* Attività da svolgere
**a.** Nel brano sul libro della Keller, che cosa sono le "bandiere bianche"?
**b.** Trascrivi dal brano sul libro della Keller la parte compresa tra "In una disamina" e "dedicarsi ad altro.", estremi inclusi.
**c.** Prosegui il brano sul libro della Keller dal punto in cui si interrompe.

In una disamina precisa e puntuale la Keller presenta le ultime scoperte della scienza riguardo alla capacità degli esseri umani di cambiare abitudini e comportamenti, aiutandoci a comprendere quando e dove ha cominciato ad affermarsi l’idea della perseveranza a tutti i costi. E lo fa raccontando le scelte di chi è riuscito per davvero a lasciare un lavoro o una relazione insoddisfacente. Nel libro ci sono infatti numerose “bandiere bianche”: sono le testimonianze di persone che hanno lasciato qualcosa di importante nella loro vita; alcune sono tratte dalle interviste, mentre altre sono citazioni di personaggi famosi, che ricordano il momento in cui hanno abbandonato un progetto per dedicarsi ad altro.

Il volume può essere “letto “come un “kit della rinuncia” da montare con le vostre mani come un mobiletto dell’Ikea, solo che serve a migliorarvi la vita e non ad arredare il salotto. Vi aiuterà a vedere la rinuncia sotto una nuova luce, a fare chiarezza su ciò che vi sta davvero a cuore, dalla famiglia al lavoro fino al vostro benessere personale. Rivedrete i concetti di perseveranza e intraprendenza”.

Anche perché, “tutte le creature viventi sanno cosa bisogna fare quando c’è in gioco la sopravvivenza: cambiare strada”.

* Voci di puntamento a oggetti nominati
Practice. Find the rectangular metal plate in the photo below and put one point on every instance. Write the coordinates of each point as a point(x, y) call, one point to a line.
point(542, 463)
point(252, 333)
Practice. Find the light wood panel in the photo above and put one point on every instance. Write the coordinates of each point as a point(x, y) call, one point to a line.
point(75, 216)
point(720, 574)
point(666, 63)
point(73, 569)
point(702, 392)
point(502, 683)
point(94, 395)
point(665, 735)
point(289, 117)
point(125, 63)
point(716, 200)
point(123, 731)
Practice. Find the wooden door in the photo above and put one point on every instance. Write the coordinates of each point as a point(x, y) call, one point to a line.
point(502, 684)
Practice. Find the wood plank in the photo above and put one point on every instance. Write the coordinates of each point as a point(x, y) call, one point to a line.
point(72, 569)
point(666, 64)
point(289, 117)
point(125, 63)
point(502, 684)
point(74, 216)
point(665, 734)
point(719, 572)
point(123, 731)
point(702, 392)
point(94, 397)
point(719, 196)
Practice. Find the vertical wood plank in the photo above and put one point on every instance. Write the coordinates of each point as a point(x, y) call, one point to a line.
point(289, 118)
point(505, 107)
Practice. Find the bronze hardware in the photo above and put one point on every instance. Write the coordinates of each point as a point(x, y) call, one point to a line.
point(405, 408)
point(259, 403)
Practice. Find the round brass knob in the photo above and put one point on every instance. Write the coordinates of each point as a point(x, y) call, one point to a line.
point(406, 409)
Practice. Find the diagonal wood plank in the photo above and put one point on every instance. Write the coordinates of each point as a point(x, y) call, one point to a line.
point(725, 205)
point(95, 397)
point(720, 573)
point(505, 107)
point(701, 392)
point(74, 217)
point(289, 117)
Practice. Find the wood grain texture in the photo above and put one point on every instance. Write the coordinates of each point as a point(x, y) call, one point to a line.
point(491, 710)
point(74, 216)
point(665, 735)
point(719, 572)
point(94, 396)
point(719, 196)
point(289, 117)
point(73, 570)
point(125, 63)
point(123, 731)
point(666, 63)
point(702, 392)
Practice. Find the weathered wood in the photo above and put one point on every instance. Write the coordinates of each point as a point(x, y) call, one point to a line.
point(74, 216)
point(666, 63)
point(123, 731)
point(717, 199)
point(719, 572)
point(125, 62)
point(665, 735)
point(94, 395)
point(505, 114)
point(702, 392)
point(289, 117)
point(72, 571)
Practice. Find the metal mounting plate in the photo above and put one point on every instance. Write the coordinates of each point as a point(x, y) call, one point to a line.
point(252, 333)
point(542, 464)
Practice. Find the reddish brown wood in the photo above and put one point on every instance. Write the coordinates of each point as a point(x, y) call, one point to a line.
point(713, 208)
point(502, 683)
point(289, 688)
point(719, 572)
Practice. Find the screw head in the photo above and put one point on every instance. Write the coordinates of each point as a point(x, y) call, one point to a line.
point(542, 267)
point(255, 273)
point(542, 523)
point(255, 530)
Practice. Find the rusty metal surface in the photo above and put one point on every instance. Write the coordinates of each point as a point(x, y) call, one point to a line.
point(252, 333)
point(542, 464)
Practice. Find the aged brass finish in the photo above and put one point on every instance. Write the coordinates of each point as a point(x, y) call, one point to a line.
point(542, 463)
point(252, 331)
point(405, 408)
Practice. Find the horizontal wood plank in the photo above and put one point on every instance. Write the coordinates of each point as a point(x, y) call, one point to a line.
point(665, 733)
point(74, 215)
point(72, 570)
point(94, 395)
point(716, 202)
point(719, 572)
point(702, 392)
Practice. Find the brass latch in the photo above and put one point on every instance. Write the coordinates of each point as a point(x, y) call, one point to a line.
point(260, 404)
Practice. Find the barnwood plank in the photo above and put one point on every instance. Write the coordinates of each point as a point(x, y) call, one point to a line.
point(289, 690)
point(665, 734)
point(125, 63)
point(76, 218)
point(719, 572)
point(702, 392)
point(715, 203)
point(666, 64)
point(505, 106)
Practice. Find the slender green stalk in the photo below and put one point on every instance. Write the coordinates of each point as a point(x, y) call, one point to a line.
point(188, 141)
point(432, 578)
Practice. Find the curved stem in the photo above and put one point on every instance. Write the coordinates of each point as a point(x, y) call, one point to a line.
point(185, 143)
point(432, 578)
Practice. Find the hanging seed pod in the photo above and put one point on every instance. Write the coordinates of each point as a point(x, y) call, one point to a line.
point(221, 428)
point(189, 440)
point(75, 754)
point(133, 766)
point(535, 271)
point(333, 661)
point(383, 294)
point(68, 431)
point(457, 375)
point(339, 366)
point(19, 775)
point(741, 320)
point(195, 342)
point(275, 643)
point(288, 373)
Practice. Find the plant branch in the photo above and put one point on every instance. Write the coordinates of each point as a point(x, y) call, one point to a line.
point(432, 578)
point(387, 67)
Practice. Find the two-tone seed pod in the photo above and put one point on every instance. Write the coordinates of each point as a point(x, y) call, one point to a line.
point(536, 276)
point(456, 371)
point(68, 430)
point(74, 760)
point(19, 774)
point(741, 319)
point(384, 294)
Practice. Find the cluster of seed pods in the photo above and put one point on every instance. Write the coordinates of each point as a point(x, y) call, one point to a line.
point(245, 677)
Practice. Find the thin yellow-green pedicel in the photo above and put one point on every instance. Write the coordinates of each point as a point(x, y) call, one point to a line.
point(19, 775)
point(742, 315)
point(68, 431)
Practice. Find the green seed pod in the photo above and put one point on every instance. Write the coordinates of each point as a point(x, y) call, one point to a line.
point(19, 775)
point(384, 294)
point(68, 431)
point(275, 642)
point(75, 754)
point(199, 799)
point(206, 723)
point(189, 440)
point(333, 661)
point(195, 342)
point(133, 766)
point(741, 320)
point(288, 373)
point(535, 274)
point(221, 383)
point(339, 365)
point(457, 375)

* Soluzioni
**a.** Sono le testimonianze di persone che hanno lasciato qualcosa di importante nella loro vita.

**b.**
In una disamina precisa e puntuale la Keller presenta le ultime scoperte della scienza riguardo alla capacità degli esseri umani di cambiare abitudini e comportamenti, aiutandoci a comprendere quando e dove ha cominciato ad affermarsi l’idea della perseveranza a tutti i costi. E lo fa raccontando le scelte di chi è riuscito per davvero a lasciare un lavoro o una relazione insoddisfacente. Nel libro ci sono infatti numerose “bandiere bianche”: sono le testimonianze di persone che hanno lasciato qualcosa di importante nella loro vita; alcune sono tratte dalle interviste, mentre altre sono citazioni di personaggi famosi, che ricordano il momento in cui hanno abbandonato un progetto per dedicarsi ad altro.

**c.**
E non date retta a Smiles, scozzese classe 1812, che era convinto che una persona dovesse scegliere una sola strada nella vita e non lasciarla mai, né a tutti i presunti “guru” che si offrono di spalleggiarvi per non mollare né ai manuali di auto-aiuto: “Bisogna usare – conclude la Keller – un semplice metro, che andrebbe applicato a qualsiasi vita, che duri trentatré o centotré anni: l’intensità della passione con cui accogliamo ogni giorno e ogni esperienza, con cui abbandoniamo il vecchio e abbracciamo l’ignoto. Ripetutamente”.

Julia Keller è giornalista, autrice e insegnante. Ha conseguito un dottorato in letteratura inglese all’Ohio State University. Ha insegnato alla Princeton University, alla University of Chicago e alla University of Notre Dame. È stata per molti anni staff writer del Chicago Tribune, prima di abbandonare il mondo del giornalismo per diventare scrittrice a tempo pieno.